# PROVIDED INFORMATION
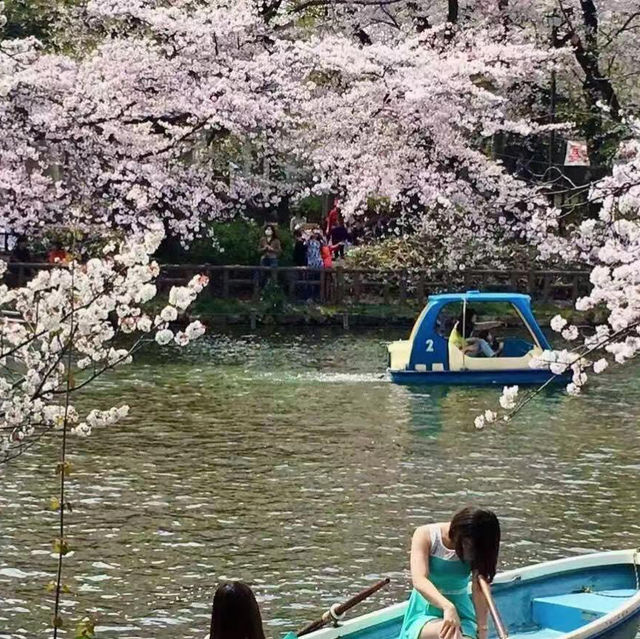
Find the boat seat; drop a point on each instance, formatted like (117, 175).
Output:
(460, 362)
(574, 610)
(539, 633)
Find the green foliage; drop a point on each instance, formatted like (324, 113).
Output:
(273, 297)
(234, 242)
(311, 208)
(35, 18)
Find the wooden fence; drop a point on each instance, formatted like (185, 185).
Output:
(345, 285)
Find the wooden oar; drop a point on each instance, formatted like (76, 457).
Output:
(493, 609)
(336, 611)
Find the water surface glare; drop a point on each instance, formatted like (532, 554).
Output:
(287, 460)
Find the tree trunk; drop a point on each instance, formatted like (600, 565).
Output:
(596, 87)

==

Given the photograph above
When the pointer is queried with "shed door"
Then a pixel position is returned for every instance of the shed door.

# EXERCISE
Starting at the line that has "Given the photograph above" and ending at the line that has "Then a pixel", please write out the lines above exactly, leaving out all others.

# RESULT
Given the photograph above
When the pointer is queried with "shed door"
Then a pixel position is returned for every instance of the shed door.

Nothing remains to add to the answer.